Task to complete
Set down the data that follows again, exactly as written.

Study material
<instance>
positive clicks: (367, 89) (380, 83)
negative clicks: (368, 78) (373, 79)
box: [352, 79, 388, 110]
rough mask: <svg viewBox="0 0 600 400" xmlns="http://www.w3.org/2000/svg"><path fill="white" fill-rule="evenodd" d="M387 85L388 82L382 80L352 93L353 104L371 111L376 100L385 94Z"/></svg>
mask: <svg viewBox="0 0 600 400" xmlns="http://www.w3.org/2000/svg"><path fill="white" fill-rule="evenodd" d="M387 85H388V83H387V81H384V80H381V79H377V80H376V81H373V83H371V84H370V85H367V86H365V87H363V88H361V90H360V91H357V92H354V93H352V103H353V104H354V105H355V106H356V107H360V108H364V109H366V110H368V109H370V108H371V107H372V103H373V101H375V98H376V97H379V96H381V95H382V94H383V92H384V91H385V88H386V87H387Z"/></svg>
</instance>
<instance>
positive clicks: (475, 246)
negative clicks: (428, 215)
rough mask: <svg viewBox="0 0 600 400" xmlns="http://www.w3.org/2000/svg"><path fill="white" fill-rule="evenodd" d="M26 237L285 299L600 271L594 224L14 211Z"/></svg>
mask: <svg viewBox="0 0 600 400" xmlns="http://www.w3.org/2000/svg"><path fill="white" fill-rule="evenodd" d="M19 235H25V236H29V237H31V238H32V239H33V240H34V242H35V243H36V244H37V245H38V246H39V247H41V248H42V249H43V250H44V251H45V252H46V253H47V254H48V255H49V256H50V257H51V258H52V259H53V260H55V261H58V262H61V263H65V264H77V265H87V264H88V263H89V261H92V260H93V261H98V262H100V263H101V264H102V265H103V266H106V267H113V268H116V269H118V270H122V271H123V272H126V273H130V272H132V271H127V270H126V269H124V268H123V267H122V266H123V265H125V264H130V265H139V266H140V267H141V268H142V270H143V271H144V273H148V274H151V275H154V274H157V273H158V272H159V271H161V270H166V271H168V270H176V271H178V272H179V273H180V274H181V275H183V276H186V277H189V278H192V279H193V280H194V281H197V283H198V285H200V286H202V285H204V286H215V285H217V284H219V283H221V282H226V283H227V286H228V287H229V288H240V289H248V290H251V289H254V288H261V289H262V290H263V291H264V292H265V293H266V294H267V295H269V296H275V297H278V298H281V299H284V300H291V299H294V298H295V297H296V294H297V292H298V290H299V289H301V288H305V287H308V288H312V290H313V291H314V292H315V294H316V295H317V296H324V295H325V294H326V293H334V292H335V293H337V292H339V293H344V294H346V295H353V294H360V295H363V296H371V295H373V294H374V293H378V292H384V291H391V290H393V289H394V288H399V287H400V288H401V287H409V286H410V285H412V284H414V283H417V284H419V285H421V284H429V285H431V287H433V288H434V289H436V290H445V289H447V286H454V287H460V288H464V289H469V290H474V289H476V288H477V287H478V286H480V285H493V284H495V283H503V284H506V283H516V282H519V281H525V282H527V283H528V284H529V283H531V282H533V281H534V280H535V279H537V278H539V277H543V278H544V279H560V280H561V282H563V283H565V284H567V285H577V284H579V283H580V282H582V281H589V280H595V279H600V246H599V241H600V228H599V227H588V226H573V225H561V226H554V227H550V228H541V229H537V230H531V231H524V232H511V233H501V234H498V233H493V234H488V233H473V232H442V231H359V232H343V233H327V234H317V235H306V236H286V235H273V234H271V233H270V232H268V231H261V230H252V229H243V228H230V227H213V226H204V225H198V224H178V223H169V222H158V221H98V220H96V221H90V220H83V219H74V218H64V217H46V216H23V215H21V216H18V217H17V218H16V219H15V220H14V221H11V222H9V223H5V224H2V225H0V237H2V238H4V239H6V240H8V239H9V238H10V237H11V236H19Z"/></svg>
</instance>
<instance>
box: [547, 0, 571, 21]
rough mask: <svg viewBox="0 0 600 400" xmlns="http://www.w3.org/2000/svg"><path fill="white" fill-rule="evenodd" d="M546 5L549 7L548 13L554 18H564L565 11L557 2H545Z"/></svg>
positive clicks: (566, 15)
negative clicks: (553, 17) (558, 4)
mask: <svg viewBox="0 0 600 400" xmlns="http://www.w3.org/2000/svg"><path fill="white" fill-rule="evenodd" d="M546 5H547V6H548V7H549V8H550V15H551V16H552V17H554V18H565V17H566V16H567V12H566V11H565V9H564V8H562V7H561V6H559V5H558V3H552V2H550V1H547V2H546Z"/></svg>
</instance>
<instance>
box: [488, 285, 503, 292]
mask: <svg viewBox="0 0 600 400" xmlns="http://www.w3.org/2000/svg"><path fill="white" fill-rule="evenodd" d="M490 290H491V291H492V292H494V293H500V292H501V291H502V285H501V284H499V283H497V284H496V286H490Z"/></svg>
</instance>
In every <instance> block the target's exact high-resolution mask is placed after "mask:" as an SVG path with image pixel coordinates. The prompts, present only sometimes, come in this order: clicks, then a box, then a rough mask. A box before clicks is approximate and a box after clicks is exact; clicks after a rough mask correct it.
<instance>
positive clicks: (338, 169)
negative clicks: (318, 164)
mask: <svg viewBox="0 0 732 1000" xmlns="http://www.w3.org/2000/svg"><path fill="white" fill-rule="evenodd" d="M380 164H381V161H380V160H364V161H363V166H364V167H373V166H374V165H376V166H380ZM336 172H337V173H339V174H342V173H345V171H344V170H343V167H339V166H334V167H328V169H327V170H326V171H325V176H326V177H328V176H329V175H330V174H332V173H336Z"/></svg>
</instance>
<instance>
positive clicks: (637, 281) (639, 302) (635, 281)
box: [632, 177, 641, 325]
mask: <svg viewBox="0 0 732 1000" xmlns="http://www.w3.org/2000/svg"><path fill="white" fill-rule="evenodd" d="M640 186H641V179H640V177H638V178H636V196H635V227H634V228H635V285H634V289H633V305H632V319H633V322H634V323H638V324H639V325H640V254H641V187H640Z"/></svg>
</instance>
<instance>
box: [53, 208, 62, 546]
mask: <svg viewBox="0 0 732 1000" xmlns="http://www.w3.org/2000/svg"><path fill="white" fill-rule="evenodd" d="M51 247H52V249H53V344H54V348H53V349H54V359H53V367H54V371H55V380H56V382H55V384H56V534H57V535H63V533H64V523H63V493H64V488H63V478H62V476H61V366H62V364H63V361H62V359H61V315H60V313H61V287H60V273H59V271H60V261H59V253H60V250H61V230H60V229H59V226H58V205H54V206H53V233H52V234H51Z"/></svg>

Result of this exercise
<instance>
positive clicks: (367, 89) (380, 83)
negative clicks: (368, 78) (373, 79)
box: [352, 79, 388, 110]
rough mask: <svg viewBox="0 0 600 400" xmlns="http://www.w3.org/2000/svg"><path fill="white" fill-rule="evenodd" d="M387 85L388 82L382 80L352 93L353 104L371 111L376 100L385 94Z"/></svg>
mask: <svg viewBox="0 0 600 400" xmlns="http://www.w3.org/2000/svg"><path fill="white" fill-rule="evenodd" d="M387 85H388V83H387V81H384V80H381V79H377V80H376V81H373V83H371V84H370V85H367V86H365V87H363V88H361V90H360V91H357V92H354V93H352V103H353V104H354V105H355V106H356V107H360V108H364V109H366V110H368V109H370V108H371V107H372V103H373V101H375V98H376V97H379V96H381V95H382V94H383V92H384V91H385V88H386V87H387Z"/></svg>
</instance>
<instance>
positive clicks: (475, 246)
negative clicks: (428, 215)
rough mask: <svg viewBox="0 0 600 400" xmlns="http://www.w3.org/2000/svg"><path fill="white" fill-rule="evenodd" d="M26 237L285 299L600 271L594 224L14 211Z"/></svg>
mask: <svg viewBox="0 0 600 400" xmlns="http://www.w3.org/2000/svg"><path fill="white" fill-rule="evenodd" d="M19 235H25V236H29V237H31V238H32V239H33V240H34V242H35V243H36V244H37V245H38V246H39V247H41V248H42V249H43V250H44V251H45V252H46V253H47V254H48V255H49V256H50V257H51V258H52V259H53V260H55V261H58V262H61V263H65V264H77V265H87V264H88V263H89V261H92V260H93V261H98V262H100V263H101V264H102V265H103V266H106V267H113V268H116V269H118V270H122V271H123V272H126V273H130V272H132V271H127V270H126V269H124V268H123V267H122V266H123V265H125V264H130V265H139V266H140V267H141V268H142V270H143V271H144V273H148V274H151V275H154V274H157V273H158V272H159V271H161V270H166V271H168V270H176V271H178V272H179V273H180V274H181V275H183V276H186V277H189V278H192V279H193V280H194V281H197V283H198V285H200V286H202V285H204V286H215V285H217V284H219V283H221V282H226V283H227V286H228V287H229V288H240V289H248V290H251V289H254V288H261V289H262V290H263V291H264V292H265V293H266V294H267V295H269V296H275V297H278V298H281V299H284V300H291V299H294V298H295V297H296V294H297V292H298V290H299V289H301V288H305V287H308V288H312V290H313V291H314V292H315V294H316V295H317V296H324V295H325V294H326V293H334V292H335V293H337V292H339V293H344V294H346V295H353V294H360V295H363V296H371V295H373V294H374V293H378V292H384V291H391V290H393V289H394V288H399V287H400V288H401V287H409V286H410V285H412V284H414V283H417V284H419V285H421V284H429V285H431V287H433V288H434V289H436V290H445V289H447V286H454V287H460V288H464V289H469V290H474V289H476V288H477V287H478V286H480V285H493V284H495V283H503V284H506V283H516V282H519V281H525V282H527V283H528V284H529V283H531V282H533V281H534V280H535V279H537V278H539V277H543V278H544V279H560V280H561V282H563V283H565V284H567V285H577V284H579V283H580V282H582V281H589V280H595V279H600V246H599V241H600V228H599V227H588V226H573V225H561V226H554V227H550V228H541V229H537V230H531V231H524V232H511V233H501V234H498V233H493V234H488V233H473V232H442V231H359V232H343V233H327V234H317V235H306V236H286V235H273V234H271V233H270V232H268V231H261V230H252V229H243V228H230V227H213V226H204V225H198V224H178V223H169V222H158V221H98V220H96V221H90V220H83V219H74V218H64V217H46V216H23V215H21V216H18V217H17V218H16V219H15V220H14V221H11V222H9V223H5V224H2V225H0V237H2V238H4V239H6V240H8V239H9V238H10V237H11V236H19Z"/></svg>
</instance>
<instance>
box: [547, 0, 571, 21]
rough mask: <svg viewBox="0 0 600 400" xmlns="http://www.w3.org/2000/svg"><path fill="white" fill-rule="evenodd" d="M546 5L549 7L548 13L554 18H564L565 11L557 2H545Z"/></svg>
positive clicks: (566, 15)
negative clicks: (553, 17) (558, 4)
mask: <svg viewBox="0 0 600 400" xmlns="http://www.w3.org/2000/svg"><path fill="white" fill-rule="evenodd" d="M546 5H547V6H548V7H549V8H550V15H551V16H552V17H554V18H565V17H566V16H567V12H566V11H565V9H564V8H562V7H561V6H559V5H558V3H552V2H550V1H547V2H546Z"/></svg>
</instance>
<instance>
box: [488, 285, 503, 292]
mask: <svg viewBox="0 0 600 400" xmlns="http://www.w3.org/2000/svg"><path fill="white" fill-rule="evenodd" d="M490 290H491V291H492V292H494V293H500V292H501V291H502V285H501V284H499V283H497V284H496V286H490Z"/></svg>
</instance>
In every <instance> block the target's exact high-resolution mask is placed after "mask:" as an SVG path with image pixel coordinates. The prompts, present only sometimes, come in this order: clicks, then a box, then a rough mask. A box before clicks is approximate and a box after clicks is exact; clicks after a rough mask correct it.
<instance>
positive clicks: (338, 169)
negative clicks: (318, 164)
mask: <svg viewBox="0 0 732 1000" xmlns="http://www.w3.org/2000/svg"><path fill="white" fill-rule="evenodd" d="M380 164H381V161H380V160H364V161H363V166H364V167H373V166H374V165H376V166H380ZM336 172H337V173H339V174H342V173H345V171H344V170H343V167H339V166H334V167H328V169H327V170H326V171H325V176H326V177H328V176H329V175H330V174H332V173H336Z"/></svg>
</instance>
<instance>
positive clicks: (637, 281) (639, 302) (635, 281)
box: [632, 177, 641, 325]
mask: <svg viewBox="0 0 732 1000" xmlns="http://www.w3.org/2000/svg"><path fill="white" fill-rule="evenodd" d="M640 186H641V179H640V177H638V178H636V196H635V227H634V228H635V285H634V289H633V305H632V319H633V322H634V323H638V324H639V325H640V254H641V187H640Z"/></svg>
</instance>
<instance>
box: [53, 208, 62, 546]
mask: <svg viewBox="0 0 732 1000" xmlns="http://www.w3.org/2000/svg"><path fill="white" fill-rule="evenodd" d="M51 247H52V249H53V344H54V348H53V349H54V359H53V367H54V371H55V380H56V382H55V384H56V534H57V535H63V533H64V523H63V493H64V488H63V478H62V476H61V366H62V364H63V361H62V359H61V315H60V313H61V287H60V273H59V271H60V261H59V253H60V250H61V230H60V229H59V226H58V205H54V206H53V233H52V234H51Z"/></svg>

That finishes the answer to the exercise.